### WHAT YOU ARE ASKED TO DO
Look through the data that follows and work out how many lines contain the string "dress". Nothing but that number should be given.

-----

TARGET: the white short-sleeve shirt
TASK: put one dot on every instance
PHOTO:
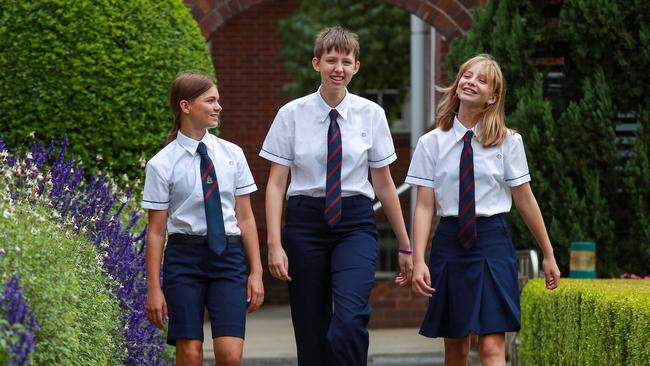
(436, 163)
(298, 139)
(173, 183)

-----

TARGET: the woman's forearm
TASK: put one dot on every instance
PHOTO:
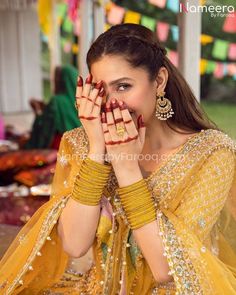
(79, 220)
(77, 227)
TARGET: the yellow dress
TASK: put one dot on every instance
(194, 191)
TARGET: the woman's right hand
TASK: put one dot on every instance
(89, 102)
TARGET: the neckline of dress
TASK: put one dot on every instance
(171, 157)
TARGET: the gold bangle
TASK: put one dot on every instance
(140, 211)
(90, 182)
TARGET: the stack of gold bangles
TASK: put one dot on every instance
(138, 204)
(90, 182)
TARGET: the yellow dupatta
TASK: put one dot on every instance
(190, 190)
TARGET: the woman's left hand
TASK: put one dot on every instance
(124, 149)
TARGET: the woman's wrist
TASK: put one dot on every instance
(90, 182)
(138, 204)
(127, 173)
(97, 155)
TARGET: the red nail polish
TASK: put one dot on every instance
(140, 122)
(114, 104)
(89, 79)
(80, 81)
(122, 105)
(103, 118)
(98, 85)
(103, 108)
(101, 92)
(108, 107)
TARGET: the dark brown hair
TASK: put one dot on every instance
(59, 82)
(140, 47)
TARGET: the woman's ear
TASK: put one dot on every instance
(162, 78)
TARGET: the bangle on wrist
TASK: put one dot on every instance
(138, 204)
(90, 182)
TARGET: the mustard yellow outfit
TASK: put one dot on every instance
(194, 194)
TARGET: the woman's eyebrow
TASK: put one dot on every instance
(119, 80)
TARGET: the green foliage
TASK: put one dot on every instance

-----

### COMPLETED TASK
2